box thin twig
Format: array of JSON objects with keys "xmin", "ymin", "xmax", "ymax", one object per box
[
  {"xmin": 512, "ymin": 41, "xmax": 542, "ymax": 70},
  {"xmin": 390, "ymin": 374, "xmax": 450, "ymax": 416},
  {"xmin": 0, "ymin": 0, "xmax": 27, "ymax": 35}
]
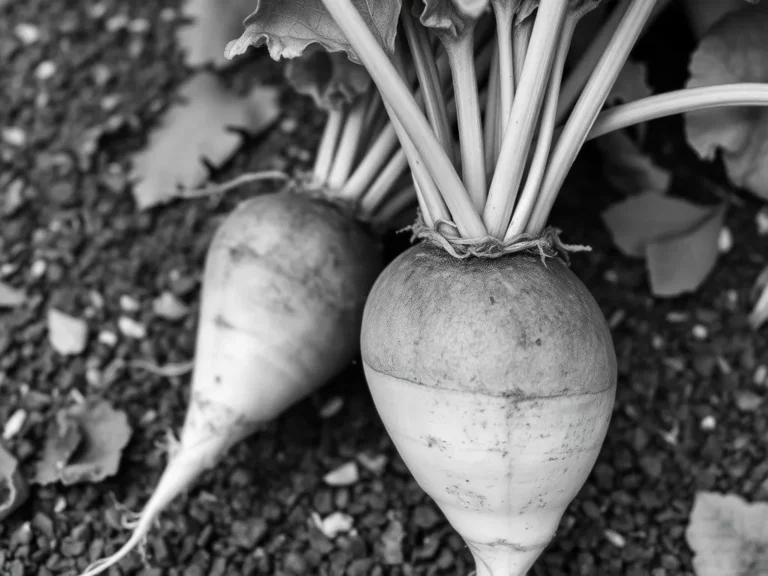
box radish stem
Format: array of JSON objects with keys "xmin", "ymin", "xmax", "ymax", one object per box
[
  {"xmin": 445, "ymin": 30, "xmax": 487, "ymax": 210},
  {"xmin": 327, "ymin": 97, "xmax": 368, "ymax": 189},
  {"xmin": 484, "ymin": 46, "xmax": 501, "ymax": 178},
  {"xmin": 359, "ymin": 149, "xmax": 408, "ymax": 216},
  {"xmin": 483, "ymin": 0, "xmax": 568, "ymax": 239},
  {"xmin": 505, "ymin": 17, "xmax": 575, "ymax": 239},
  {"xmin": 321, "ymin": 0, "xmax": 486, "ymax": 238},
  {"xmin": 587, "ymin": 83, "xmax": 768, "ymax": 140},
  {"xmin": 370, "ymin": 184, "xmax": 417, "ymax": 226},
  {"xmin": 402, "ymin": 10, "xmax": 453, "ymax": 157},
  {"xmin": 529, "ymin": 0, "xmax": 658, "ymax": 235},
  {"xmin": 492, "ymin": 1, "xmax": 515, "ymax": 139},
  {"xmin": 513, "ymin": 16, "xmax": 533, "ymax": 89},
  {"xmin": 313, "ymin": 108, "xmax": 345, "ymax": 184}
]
##############################
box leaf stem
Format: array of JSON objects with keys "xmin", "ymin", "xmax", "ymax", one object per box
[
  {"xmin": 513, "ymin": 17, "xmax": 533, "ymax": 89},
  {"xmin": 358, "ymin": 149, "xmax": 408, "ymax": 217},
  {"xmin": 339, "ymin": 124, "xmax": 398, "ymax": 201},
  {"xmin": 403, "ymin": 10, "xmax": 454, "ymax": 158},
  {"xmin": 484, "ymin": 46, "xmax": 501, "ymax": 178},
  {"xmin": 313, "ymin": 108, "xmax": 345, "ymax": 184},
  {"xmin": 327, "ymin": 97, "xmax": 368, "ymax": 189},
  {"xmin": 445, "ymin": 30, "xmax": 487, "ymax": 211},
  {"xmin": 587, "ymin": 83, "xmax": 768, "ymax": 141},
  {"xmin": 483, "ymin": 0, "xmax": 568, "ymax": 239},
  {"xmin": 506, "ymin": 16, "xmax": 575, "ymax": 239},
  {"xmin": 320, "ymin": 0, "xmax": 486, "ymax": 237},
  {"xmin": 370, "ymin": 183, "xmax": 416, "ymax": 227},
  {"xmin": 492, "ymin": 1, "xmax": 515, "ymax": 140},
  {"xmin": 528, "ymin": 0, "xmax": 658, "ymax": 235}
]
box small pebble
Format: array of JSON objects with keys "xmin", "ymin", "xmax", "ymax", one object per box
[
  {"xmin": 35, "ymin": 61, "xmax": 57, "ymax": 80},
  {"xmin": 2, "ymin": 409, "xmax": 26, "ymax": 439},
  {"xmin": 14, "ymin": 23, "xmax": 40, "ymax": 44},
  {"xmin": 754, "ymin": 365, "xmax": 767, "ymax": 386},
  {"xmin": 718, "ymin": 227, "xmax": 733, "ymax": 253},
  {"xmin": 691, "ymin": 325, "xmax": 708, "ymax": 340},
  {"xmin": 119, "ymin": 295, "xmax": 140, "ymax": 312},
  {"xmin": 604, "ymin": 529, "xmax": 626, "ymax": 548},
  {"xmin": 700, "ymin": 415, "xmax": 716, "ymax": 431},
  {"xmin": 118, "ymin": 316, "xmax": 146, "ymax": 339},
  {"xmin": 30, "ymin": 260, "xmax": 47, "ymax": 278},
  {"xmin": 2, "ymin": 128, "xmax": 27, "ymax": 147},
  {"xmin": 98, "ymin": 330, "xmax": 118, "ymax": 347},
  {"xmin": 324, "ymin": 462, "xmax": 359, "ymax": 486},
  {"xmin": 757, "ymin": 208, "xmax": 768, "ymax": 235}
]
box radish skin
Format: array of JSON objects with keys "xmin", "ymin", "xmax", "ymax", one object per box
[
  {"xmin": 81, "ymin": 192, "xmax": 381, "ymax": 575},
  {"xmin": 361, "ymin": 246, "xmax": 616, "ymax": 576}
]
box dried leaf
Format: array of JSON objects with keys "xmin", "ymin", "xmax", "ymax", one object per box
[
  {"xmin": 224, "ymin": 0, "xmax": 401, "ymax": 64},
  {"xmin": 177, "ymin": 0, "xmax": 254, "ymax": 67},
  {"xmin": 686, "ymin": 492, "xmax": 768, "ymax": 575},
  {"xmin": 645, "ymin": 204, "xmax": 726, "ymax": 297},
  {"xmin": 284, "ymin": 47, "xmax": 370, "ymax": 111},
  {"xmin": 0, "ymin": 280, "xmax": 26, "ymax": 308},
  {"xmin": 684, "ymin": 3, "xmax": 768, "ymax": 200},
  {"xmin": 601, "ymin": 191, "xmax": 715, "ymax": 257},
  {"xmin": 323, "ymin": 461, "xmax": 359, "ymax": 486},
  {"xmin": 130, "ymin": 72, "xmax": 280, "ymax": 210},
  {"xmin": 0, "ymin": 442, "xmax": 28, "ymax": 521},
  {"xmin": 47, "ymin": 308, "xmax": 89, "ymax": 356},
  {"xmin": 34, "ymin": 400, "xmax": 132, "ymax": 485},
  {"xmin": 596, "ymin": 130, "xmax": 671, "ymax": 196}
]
##############################
• WHAT TO DO: Please set down, exactly and with no pictures, the lines in the entries above starting at the one holding "box thin twig" and ending at the one holding "box radish stem", ends included.

• EXERCISE RESULT:
box thin twig
Format: array of JSON objects with keys "xmin", "ymin", "xmax", "ymax", one object per box
[
  {"xmin": 512, "ymin": 41, "xmax": 542, "ymax": 70},
  {"xmin": 390, "ymin": 374, "xmax": 450, "ymax": 416},
  {"xmin": 0, "ymin": 0, "xmax": 27, "ymax": 35}
]
box radish stem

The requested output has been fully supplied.